Direction: Please copy every one of the lines below, character for character, without changing anything.

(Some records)
↓

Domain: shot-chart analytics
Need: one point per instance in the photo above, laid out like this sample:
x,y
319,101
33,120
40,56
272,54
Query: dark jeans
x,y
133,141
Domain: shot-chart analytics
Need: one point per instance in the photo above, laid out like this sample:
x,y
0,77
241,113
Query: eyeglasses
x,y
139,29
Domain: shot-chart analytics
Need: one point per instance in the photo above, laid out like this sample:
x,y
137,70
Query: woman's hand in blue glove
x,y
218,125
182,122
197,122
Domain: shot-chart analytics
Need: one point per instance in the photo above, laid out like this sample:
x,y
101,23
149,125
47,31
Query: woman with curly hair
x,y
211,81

↑

Result for this exercise:
Domain: shot-chart analytics
Need: one point per instance in the photo above, laid out like this sample:
x,y
319,101
33,120
40,56
272,54
Query: dark jeans
x,y
133,141
Domain: shot-chart analytics
Need: one point per instance in the photo above, laid out like this sample:
x,y
0,77
241,113
Query: eyeglasses
x,y
139,29
Domain: shot-chart analytics
Need: one point per instance in the photo above, laid out like this sample:
x,y
137,70
Query: woman's hand in blue glove
x,y
218,125
182,122
197,122
Domain: shot-chart analytics
Need: one point per instance in the photo above, laid out like this sample:
x,y
101,23
149,125
47,31
Query: woman with curly hair
x,y
211,81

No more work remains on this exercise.